| Texte support |
<<<<

S’allonger sur le divan : une idée qui effraie encore les hommes, qui ne représentent qu’un tiers des patient·es. Pourtant, tout le monde serait gagnant à travailler sur soi. Une bonne piste pour en finir avec la charge émotionnelle des femmes, par exemple ?
En France, on compte 70 % de femmes parmi les personnes qui consultent des psychiatres, psychologues ou psychanalystes, selon une étude de l’Insee. Aux États-Unis, la tendance est similaire, les Américaines étant deux fois plus nombreuses que leurs compatriotes masculins à pousser la porte d’un ou d’une spécialiste. Si certains ne se priveraient sans doute pas d’affirmer que c’est parce que les femmes sont plus fragiles, la réalité est bien différente : les hommes sont tout simplement moins nombreux à entreprendre une thérapie, alors qu’ils en auraient au moins autant besoin. « Cela vient peut-être de l’éducation classique occidentale héritée des siècles passés, analyse Laure Farret, psychothérapeute parisienne. Les hommes ne doivent pas pleurer, ne pas être ‑attendris, ne pas être trop sensibles aux émotions, tout cela étant du ressort des femmes. » De fait, si les femmes sont généralement plus enclines à partager leurs émotions et leurs états d’âme, les hommes préfèrent intérioriser, quitte à risquer l’implo-sion. « Aujourd’hui encore, poursuit Laure Farret, ils ont tendance à aborder principalement des sujets liés à une certaine forme d’action : leur travail, leurs vacances, leurs centres d’intérêt. »

>>>>

| Bloc de données |
<<<<

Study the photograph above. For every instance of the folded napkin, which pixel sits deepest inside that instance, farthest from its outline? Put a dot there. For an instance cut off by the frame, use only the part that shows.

>>>>

| Consignes de travail |
Répondez aux questions suivantes sur le texte support consacré aux hommes et à la thérapie.
1. Quelle part des patient·es les hommes représentent-ils ?
2. Selon l'étude de l'Insee, quelle est la proportion de femmes parmi les personnes qui consultent en France ?
3. D'après Laure Farret, quels sujets les hommes abordent-ils principalement aujourd'hui ?

| Corrigé rédigé |
1. Les hommes ne représentent qu'un tiers des patient·es.
2. On compte 70 % de femmes parmi les personnes qui consultent des psychiatres, psychologues ou psychanalystes.
3. Ils abordent principalement leur travail, leurs vacances et leurs centres d'intérêt.